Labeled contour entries

--------------------------------

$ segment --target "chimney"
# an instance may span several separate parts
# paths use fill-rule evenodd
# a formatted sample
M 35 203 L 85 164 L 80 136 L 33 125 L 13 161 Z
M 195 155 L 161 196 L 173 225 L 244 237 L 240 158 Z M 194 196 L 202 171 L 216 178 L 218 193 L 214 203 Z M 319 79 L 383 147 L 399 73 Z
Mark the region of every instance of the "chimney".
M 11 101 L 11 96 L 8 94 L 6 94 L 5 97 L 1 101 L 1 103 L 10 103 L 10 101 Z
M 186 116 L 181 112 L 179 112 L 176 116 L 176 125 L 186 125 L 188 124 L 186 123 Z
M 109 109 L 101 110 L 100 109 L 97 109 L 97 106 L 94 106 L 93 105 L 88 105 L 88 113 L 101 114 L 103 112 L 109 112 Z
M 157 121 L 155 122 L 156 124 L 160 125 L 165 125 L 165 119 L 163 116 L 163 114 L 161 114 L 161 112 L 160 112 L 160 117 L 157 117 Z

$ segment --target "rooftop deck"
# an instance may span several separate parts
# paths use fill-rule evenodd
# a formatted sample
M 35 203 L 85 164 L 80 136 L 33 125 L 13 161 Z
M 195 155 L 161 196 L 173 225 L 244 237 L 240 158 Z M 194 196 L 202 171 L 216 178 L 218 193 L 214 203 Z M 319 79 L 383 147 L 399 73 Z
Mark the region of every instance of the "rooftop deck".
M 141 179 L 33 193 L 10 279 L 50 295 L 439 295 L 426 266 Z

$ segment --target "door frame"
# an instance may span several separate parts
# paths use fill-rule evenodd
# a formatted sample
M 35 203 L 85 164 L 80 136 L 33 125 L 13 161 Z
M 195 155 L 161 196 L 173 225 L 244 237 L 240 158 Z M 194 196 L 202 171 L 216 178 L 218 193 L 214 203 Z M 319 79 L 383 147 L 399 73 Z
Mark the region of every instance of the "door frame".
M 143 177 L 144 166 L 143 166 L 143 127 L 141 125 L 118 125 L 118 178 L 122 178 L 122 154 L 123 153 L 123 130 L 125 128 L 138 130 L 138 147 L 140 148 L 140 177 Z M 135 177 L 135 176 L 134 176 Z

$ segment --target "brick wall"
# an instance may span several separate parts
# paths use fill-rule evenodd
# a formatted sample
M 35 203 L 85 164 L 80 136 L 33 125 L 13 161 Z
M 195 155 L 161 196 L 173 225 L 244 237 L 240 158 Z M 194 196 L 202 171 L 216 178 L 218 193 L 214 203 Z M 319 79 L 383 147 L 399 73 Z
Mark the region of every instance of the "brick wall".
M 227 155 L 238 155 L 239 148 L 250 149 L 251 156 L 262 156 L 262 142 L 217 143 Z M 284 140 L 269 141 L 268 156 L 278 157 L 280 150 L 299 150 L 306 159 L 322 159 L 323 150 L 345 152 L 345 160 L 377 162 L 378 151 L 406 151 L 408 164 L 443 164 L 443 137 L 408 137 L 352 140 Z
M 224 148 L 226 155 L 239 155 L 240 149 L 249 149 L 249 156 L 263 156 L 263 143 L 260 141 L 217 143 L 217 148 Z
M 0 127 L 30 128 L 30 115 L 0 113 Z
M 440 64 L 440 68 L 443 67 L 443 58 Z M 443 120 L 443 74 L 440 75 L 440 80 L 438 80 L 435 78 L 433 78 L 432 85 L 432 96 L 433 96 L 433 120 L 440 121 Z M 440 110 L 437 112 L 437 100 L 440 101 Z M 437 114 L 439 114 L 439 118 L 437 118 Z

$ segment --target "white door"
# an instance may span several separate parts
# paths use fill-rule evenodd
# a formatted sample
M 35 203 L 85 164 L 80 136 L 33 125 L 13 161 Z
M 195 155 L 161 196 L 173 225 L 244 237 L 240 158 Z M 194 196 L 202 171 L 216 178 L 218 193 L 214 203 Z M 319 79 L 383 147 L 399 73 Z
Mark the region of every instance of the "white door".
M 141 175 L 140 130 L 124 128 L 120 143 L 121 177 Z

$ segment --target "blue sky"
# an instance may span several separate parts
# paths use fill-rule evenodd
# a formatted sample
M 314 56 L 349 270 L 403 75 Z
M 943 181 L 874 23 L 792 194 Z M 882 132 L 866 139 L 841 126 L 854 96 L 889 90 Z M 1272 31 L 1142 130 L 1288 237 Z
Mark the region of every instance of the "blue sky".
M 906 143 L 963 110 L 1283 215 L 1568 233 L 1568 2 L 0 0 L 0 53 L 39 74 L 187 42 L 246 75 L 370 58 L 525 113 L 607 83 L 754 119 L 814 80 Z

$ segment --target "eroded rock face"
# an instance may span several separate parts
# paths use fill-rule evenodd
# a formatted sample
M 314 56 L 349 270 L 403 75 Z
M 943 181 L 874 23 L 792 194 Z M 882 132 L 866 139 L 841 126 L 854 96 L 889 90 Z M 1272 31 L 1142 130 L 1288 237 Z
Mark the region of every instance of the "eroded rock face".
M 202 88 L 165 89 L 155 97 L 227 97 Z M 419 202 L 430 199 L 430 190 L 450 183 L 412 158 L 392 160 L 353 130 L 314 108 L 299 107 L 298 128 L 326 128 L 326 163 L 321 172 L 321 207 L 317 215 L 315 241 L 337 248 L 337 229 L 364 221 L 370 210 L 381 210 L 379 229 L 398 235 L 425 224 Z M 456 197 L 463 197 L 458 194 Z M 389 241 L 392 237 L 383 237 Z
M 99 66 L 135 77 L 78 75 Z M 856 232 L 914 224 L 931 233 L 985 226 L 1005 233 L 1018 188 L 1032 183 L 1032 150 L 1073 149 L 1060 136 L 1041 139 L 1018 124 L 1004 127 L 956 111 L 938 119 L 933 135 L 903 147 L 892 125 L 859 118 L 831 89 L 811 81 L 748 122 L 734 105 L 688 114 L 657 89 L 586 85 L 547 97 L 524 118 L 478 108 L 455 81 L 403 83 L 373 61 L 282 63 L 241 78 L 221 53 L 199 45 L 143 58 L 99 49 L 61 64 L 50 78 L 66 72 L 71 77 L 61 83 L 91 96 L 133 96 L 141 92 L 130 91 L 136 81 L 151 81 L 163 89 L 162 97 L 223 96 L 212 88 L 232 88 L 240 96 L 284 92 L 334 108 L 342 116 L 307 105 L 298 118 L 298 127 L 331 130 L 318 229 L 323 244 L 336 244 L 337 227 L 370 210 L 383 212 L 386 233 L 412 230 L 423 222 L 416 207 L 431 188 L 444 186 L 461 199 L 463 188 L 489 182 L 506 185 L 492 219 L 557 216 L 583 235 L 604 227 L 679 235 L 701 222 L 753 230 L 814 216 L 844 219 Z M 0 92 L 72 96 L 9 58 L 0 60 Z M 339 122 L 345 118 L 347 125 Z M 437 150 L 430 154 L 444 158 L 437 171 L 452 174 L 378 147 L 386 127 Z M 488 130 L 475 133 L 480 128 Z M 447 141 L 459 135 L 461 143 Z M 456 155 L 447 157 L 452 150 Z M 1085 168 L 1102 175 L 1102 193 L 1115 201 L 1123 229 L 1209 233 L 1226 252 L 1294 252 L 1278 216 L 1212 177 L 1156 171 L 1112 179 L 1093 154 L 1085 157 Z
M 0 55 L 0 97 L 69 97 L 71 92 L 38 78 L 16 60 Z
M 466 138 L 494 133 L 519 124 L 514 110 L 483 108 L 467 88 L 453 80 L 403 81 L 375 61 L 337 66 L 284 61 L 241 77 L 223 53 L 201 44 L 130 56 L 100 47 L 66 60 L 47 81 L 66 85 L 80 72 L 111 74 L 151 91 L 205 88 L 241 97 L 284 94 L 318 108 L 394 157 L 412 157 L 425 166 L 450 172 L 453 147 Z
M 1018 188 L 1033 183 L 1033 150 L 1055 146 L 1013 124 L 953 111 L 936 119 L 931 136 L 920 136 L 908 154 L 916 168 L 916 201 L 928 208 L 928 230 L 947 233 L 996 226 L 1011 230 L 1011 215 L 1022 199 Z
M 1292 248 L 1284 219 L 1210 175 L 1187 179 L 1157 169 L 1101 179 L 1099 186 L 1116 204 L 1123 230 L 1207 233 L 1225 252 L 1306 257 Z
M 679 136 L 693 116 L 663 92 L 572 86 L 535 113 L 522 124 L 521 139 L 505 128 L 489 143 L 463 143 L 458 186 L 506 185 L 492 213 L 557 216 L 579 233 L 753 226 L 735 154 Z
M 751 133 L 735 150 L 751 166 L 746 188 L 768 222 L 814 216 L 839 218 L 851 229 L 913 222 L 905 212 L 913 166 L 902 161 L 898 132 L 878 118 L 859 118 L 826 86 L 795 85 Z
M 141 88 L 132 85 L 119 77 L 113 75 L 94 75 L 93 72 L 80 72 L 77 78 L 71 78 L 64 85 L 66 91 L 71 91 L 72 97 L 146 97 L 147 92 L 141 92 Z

--------------------------------

WHAT IS BEING ASKED
Report every line in the material that contains the string "target". Treat uppercase and lowercase as different.

RESPONSE
$ segment --target "chimney"
$ segment --target "rooftop deck"
$ segment --target "door frame"
$ segment --target "brick wall"
$ segment --target "white door"
$ segment --target "blue sky"
$ segment --target "eroded rock face"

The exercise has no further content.